### Task instructions
Please show every line of the data below that contains the word "black", copying each one in full.

### Records supplied

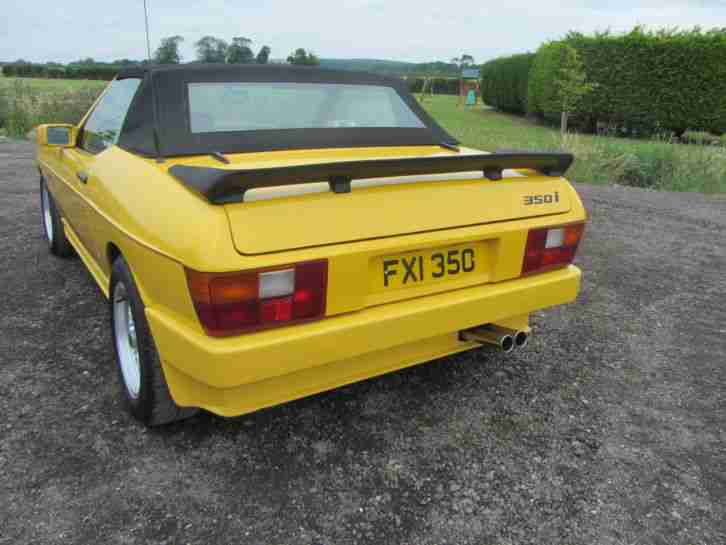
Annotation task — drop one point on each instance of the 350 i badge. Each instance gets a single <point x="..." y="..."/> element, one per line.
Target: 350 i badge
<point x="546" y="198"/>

...

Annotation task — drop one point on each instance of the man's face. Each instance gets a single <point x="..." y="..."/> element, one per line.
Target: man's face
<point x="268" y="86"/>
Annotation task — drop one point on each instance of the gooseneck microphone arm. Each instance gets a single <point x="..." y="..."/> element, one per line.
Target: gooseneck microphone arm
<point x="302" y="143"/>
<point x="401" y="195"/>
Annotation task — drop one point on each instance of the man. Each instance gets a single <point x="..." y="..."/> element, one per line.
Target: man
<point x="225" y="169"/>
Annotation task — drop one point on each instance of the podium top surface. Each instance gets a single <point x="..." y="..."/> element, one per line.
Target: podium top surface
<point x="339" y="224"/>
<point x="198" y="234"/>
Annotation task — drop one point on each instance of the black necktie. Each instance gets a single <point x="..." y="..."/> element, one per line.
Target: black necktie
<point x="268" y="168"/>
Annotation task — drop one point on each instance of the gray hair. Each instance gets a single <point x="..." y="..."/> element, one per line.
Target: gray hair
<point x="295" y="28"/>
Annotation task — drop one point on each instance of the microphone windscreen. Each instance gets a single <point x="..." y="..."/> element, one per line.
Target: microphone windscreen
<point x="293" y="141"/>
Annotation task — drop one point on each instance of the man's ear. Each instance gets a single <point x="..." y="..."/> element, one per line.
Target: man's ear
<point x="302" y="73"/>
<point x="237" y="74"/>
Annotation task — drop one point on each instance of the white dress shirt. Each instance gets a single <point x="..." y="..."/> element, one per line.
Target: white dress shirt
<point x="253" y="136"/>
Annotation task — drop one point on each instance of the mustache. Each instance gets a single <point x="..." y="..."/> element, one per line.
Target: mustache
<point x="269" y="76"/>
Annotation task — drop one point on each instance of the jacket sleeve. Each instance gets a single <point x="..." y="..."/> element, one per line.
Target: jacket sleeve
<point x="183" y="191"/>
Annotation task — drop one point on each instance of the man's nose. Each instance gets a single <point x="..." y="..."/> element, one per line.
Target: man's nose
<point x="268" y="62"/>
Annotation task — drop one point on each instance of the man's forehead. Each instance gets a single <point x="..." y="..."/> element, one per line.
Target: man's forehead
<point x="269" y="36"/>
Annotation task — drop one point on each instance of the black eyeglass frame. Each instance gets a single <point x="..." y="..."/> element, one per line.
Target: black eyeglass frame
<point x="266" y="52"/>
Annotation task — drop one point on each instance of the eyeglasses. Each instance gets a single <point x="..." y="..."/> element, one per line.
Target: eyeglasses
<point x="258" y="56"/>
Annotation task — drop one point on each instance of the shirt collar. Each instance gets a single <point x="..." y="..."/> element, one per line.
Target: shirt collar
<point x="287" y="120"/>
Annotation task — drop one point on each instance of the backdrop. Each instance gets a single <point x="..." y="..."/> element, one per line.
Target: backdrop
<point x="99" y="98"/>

...

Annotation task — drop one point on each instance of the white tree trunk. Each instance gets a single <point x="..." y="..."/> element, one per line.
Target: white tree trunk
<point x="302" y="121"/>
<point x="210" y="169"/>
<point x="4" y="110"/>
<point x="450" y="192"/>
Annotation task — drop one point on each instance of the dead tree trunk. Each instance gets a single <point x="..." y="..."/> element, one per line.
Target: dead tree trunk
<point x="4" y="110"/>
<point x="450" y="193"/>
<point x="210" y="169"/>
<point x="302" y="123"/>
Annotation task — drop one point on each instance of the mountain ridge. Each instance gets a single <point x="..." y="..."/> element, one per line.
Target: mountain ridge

### Response for this exercise
Annotation task — drop one point on each instance of the black necktie. Each instance gets a single <point x="..." y="..."/> element, one per line.
Target: black necktie
Annotation task — drop one point on each instance of the black eyeglass frame. Each instance gets a single <point x="..." y="..."/> element, one per line.
Target: black eyeglass frame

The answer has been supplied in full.